» **The problem**
Give again, word for word, only the lines from the one containing "Wildlife-tally request: point out every instance of the building" through the final line.

» **Excerpts from point annotation data**
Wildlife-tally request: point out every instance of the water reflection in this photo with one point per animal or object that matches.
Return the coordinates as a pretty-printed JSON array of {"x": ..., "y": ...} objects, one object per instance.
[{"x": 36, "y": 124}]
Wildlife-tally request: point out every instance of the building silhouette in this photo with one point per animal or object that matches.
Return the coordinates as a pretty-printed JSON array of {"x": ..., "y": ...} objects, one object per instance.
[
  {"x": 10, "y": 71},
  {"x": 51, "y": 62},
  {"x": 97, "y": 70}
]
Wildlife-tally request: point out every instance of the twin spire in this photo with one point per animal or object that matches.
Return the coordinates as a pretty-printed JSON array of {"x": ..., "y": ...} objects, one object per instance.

» **Solution for this problem**
Wildlife-tally request: point out every instance of the building silhouette in this photo with one point per animal or object that matches.
Return the coordinates as a pretty-printed JSON array of {"x": ..., "y": ...} objects, one object per instance.
[
  {"x": 10, "y": 71},
  {"x": 51, "y": 62},
  {"x": 97, "y": 70}
]
Wildlife-tally request: point out every instance of the twin spire in this photo with one point per animal or object that matches.
Return the coordinates as a pretty-printed JSON array of {"x": ..., "y": ...} objects, one object per instance.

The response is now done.